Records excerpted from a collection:
_ _ _

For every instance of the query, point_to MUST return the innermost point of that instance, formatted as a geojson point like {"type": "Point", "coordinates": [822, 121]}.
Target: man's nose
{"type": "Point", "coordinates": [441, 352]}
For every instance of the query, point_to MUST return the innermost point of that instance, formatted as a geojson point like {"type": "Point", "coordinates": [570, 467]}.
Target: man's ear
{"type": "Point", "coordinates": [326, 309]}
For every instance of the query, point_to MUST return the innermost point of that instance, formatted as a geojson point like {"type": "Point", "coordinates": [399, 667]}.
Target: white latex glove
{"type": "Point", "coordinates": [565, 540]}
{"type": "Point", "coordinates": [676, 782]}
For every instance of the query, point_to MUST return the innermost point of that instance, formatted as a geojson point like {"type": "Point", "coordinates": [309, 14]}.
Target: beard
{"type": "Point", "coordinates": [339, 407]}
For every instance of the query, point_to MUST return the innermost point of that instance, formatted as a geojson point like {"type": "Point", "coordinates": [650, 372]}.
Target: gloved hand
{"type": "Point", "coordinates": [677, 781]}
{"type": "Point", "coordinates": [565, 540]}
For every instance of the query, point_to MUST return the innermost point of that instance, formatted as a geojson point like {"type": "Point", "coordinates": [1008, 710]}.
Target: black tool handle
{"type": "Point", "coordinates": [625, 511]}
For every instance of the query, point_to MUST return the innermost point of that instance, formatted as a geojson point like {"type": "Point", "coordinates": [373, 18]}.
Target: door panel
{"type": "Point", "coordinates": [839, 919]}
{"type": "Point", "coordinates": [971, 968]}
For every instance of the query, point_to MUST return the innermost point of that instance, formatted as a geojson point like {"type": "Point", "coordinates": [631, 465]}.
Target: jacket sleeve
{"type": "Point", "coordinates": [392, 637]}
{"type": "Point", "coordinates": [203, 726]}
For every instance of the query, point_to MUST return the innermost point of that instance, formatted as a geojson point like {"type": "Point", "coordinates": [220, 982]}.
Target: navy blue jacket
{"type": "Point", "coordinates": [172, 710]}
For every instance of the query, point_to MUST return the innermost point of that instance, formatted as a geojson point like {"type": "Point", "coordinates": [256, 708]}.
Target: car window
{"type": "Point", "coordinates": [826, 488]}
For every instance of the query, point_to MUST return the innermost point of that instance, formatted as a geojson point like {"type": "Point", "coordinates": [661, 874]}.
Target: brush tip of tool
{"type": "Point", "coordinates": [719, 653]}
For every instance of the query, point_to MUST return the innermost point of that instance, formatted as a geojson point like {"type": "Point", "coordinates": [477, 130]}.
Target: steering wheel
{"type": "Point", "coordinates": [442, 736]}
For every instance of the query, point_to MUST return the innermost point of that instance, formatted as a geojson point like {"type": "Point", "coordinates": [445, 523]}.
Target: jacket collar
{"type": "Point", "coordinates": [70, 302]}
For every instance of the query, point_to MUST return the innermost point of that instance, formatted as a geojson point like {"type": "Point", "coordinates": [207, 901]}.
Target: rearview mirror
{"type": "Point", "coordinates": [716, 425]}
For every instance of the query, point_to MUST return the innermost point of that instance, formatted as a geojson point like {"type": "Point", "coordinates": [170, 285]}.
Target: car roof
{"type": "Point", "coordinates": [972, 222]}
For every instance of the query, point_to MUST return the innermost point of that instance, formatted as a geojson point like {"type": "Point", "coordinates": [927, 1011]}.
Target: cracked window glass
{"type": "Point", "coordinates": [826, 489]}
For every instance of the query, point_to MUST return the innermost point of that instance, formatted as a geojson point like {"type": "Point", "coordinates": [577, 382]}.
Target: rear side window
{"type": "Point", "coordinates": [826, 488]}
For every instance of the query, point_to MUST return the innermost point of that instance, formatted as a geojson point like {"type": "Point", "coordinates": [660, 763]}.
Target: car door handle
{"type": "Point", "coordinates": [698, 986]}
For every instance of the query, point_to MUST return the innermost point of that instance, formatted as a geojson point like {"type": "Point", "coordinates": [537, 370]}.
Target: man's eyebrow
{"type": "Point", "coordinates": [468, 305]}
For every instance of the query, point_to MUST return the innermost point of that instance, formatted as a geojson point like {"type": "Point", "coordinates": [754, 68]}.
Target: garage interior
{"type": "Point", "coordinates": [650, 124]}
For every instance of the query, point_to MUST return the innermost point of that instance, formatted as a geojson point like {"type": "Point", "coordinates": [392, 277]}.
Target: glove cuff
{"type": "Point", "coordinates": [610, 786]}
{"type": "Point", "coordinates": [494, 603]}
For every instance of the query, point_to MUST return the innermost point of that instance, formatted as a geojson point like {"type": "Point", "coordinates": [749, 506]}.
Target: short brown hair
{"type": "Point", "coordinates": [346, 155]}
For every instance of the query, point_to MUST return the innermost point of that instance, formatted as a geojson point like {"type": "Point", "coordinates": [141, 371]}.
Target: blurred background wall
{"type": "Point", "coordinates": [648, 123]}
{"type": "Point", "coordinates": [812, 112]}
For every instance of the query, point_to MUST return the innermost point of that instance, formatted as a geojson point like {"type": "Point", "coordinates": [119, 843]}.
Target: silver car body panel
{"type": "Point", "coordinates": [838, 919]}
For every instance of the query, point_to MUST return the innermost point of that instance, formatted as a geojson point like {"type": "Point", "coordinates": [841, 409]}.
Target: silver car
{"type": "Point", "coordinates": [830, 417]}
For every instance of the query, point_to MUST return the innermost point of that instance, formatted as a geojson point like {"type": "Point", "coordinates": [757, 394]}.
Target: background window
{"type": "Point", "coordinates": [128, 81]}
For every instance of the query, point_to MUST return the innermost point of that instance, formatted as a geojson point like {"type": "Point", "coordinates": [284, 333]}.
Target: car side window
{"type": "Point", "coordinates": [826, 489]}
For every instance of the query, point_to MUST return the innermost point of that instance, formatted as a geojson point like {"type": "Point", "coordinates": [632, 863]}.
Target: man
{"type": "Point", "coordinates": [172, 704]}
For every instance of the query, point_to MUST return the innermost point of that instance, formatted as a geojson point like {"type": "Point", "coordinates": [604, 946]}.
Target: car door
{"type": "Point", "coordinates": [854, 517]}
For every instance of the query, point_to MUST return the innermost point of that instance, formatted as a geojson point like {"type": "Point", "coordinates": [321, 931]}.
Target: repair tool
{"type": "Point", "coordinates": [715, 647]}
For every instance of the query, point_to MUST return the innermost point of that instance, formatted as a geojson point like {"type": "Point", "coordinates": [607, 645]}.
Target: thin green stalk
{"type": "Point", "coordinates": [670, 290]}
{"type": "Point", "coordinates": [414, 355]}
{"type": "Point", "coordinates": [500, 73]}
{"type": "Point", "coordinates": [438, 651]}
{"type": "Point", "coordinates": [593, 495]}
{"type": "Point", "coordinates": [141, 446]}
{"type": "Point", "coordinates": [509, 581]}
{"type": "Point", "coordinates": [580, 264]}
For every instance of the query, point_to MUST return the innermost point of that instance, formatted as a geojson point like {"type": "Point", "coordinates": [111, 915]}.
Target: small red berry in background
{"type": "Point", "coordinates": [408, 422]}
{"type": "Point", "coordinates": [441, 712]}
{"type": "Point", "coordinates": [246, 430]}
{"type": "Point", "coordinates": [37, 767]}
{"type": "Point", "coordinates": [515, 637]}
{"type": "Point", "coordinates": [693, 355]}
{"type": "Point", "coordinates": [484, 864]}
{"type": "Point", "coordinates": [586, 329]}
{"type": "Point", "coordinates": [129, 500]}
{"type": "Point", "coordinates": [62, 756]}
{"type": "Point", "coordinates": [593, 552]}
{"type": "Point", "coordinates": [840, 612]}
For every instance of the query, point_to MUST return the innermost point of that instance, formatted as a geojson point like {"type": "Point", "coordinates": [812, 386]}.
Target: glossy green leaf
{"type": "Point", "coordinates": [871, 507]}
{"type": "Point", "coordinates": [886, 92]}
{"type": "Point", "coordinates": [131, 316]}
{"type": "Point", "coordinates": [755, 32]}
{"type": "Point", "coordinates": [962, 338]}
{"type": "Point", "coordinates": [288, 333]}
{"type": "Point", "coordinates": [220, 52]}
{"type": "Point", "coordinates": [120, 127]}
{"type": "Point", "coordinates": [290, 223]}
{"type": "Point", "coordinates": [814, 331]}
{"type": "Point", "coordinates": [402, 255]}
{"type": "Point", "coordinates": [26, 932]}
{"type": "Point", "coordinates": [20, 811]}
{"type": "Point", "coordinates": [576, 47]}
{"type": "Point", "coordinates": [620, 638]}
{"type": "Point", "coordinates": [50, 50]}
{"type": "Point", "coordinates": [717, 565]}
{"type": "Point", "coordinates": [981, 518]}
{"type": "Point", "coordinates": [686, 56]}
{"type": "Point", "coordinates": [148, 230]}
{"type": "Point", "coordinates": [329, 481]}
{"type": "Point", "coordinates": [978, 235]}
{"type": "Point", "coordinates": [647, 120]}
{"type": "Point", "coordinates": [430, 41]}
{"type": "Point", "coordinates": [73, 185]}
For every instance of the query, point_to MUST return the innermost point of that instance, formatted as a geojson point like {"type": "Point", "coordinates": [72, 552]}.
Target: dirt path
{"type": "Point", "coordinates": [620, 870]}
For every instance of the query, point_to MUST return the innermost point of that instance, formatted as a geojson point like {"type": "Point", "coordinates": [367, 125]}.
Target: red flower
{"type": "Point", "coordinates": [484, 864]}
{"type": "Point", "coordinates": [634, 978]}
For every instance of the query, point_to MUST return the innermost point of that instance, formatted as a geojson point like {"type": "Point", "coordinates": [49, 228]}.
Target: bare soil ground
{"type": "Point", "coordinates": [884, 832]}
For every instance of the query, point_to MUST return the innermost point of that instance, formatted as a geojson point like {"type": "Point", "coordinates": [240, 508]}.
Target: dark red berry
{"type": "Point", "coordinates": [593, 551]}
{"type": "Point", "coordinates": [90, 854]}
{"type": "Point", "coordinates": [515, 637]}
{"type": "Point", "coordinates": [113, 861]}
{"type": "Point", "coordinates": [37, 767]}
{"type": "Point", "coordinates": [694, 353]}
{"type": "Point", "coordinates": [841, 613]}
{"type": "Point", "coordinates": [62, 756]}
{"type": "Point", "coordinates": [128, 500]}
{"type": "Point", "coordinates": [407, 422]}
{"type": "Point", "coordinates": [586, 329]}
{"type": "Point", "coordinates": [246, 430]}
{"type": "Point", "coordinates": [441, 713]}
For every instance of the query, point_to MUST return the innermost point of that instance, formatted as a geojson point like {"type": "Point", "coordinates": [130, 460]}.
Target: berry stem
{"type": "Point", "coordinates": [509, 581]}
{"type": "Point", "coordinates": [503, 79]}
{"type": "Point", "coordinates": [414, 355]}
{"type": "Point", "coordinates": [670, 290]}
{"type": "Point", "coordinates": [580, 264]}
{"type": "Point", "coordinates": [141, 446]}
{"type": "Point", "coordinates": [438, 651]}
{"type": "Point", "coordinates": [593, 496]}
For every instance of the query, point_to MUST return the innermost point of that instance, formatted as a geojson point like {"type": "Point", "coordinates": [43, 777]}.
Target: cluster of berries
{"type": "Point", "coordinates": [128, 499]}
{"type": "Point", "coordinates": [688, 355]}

_ _ _

Find each line in the rows above that contains the word "door" and copy those lines out.

Target: door panel
Target: car door handle
Target: car door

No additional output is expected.